GIVEN ENTRIES START

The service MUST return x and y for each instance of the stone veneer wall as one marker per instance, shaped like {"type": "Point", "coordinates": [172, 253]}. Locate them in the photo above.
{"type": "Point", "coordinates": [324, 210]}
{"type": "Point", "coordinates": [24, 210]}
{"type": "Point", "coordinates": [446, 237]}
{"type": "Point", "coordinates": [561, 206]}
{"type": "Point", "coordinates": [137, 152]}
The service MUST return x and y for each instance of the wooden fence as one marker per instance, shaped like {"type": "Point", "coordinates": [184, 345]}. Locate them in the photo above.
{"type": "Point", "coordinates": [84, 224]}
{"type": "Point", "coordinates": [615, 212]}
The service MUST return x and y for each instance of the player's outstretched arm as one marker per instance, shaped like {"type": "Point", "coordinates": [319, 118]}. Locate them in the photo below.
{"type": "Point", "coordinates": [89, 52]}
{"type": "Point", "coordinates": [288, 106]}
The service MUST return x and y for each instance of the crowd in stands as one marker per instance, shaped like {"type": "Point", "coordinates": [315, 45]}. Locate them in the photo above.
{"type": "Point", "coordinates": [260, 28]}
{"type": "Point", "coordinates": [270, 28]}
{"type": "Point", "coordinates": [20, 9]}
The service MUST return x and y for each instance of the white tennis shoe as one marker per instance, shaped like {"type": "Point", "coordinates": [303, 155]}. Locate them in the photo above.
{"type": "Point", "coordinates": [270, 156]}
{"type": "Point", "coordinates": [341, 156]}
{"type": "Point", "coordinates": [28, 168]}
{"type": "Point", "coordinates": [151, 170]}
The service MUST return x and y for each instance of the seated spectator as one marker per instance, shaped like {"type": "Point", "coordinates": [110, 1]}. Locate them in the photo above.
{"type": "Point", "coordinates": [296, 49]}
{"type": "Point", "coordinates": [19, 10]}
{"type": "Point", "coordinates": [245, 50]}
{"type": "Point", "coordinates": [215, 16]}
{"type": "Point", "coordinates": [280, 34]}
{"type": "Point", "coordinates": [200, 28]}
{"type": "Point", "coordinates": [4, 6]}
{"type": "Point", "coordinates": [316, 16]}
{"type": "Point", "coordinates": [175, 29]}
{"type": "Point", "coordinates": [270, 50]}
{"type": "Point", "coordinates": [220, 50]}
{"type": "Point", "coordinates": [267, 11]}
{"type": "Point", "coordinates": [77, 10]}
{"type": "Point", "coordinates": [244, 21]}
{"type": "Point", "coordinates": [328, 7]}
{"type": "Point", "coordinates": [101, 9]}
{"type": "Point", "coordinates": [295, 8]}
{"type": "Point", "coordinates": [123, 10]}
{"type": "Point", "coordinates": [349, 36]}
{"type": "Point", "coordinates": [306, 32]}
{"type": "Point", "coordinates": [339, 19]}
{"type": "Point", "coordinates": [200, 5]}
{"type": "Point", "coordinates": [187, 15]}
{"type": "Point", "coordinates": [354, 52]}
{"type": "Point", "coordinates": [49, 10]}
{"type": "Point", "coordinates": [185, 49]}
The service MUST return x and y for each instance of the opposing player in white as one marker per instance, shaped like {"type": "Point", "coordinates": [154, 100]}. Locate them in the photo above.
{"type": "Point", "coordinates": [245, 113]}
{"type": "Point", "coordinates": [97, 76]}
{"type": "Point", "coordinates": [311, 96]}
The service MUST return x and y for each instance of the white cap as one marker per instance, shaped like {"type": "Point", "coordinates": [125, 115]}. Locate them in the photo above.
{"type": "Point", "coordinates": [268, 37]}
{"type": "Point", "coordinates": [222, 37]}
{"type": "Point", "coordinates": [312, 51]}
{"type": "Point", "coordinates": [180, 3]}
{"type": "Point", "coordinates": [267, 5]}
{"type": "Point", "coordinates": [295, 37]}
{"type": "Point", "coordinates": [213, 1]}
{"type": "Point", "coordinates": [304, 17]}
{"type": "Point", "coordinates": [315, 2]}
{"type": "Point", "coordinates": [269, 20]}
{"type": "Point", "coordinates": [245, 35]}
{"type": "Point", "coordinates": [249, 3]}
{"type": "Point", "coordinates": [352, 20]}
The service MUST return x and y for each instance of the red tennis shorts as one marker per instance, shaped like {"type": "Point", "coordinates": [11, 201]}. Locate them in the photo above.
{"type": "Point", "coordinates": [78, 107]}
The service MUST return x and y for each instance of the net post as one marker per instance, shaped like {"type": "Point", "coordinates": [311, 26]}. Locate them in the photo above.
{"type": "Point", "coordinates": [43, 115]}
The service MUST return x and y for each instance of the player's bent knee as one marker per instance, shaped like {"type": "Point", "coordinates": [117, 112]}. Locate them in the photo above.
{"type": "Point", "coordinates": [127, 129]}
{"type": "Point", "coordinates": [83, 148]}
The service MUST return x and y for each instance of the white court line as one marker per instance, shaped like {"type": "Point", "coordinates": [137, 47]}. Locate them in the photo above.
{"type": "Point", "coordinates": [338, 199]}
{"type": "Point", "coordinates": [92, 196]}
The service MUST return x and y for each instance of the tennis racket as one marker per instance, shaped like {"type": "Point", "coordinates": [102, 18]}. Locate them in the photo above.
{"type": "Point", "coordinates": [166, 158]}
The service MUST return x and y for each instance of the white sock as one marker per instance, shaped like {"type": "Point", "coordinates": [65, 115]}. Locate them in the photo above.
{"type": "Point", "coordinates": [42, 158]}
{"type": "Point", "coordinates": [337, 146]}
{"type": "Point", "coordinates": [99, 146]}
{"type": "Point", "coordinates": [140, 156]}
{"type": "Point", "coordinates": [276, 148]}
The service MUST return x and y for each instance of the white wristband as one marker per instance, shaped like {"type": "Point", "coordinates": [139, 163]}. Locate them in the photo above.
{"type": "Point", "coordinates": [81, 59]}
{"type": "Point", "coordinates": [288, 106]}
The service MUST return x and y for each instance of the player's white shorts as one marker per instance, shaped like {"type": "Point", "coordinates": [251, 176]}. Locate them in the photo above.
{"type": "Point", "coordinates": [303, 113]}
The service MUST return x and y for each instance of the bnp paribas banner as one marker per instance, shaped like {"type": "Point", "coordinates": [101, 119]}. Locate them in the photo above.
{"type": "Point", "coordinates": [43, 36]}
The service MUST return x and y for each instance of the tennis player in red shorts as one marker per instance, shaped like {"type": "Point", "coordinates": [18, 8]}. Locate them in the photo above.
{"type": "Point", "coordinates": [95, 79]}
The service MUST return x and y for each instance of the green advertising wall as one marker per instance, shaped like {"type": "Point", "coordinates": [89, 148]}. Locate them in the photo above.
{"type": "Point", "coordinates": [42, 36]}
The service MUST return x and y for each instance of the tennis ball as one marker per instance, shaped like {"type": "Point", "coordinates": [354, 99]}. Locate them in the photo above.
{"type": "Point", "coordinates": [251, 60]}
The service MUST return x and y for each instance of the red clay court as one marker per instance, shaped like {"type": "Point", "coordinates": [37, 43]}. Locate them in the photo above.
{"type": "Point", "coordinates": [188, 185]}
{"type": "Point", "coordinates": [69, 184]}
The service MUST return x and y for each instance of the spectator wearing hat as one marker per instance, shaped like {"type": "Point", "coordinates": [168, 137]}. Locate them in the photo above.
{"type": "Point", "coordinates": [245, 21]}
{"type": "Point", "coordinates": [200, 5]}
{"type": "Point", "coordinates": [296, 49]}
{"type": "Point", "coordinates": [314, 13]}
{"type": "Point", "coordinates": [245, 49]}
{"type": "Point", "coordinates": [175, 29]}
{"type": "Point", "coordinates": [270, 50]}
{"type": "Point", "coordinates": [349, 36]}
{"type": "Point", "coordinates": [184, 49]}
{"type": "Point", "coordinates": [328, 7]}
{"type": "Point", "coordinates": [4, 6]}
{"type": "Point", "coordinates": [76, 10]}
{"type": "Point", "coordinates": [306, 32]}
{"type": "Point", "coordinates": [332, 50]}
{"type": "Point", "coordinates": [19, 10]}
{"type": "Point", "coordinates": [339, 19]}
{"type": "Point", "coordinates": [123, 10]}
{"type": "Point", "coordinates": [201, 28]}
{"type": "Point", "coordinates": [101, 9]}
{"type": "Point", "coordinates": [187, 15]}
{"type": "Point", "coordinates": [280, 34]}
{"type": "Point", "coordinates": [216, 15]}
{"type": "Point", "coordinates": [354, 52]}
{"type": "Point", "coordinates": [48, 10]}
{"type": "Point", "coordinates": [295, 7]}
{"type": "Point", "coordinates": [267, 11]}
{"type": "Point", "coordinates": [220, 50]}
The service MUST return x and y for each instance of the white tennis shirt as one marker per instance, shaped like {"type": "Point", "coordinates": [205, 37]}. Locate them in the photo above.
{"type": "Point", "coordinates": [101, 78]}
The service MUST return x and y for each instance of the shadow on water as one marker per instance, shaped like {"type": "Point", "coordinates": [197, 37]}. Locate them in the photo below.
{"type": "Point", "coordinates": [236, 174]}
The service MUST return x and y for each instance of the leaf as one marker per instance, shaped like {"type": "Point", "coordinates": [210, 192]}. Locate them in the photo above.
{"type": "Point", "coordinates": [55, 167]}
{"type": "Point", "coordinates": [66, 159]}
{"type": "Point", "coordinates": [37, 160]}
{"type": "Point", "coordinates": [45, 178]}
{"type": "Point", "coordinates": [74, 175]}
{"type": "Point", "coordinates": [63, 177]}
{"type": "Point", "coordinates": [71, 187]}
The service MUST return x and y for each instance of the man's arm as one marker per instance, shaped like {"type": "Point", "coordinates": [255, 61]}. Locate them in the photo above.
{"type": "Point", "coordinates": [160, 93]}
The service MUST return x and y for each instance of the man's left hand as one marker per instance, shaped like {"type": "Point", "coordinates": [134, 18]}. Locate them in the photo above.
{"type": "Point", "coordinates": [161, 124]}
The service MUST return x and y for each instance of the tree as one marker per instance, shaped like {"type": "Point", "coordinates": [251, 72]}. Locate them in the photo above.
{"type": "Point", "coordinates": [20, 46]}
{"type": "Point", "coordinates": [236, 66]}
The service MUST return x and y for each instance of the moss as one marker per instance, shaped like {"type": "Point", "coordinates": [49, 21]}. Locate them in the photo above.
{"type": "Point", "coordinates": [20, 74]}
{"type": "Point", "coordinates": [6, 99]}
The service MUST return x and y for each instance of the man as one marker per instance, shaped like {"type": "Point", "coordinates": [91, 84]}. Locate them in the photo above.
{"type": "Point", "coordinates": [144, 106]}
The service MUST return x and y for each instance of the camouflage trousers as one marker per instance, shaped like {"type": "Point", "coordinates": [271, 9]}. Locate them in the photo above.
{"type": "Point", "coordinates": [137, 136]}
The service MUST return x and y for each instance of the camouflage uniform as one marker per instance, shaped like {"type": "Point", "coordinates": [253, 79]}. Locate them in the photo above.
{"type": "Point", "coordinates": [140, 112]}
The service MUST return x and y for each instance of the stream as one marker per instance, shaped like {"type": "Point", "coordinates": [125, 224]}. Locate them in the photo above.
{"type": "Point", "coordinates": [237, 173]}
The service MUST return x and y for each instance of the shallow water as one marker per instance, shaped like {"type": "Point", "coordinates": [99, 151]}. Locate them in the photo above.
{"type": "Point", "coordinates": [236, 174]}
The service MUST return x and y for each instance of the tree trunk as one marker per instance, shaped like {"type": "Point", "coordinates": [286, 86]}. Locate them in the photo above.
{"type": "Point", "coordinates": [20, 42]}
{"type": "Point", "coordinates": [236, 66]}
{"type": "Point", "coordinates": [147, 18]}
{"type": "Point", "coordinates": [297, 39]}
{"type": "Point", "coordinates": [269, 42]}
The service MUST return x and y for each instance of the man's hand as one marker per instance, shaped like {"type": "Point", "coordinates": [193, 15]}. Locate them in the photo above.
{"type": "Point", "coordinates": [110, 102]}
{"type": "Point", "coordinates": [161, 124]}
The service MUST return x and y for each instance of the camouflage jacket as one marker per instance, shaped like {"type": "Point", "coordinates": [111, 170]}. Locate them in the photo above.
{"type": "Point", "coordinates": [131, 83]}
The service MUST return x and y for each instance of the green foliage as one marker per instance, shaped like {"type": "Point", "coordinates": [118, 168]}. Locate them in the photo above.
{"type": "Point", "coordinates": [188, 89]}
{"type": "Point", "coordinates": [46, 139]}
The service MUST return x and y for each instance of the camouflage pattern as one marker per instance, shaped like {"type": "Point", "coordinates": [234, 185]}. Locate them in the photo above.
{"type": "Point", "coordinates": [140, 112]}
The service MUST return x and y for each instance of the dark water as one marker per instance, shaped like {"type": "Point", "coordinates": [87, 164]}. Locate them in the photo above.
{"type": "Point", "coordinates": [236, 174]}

GIVEN ENTRIES END

REQUIREMENT:
Your answer should consist only of the lines from the one with "of the dark" through the end of the data above, reproduced exactly.

SOLUTION TO THIS PROBLEM:
The service MUST return x and y for each instance of the dark water as one marker per instance, shaped like {"type": "Point", "coordinates": [87, 164]}. Locate them in the photo above.
{"type": "Point", "coordinates": [236, 174]}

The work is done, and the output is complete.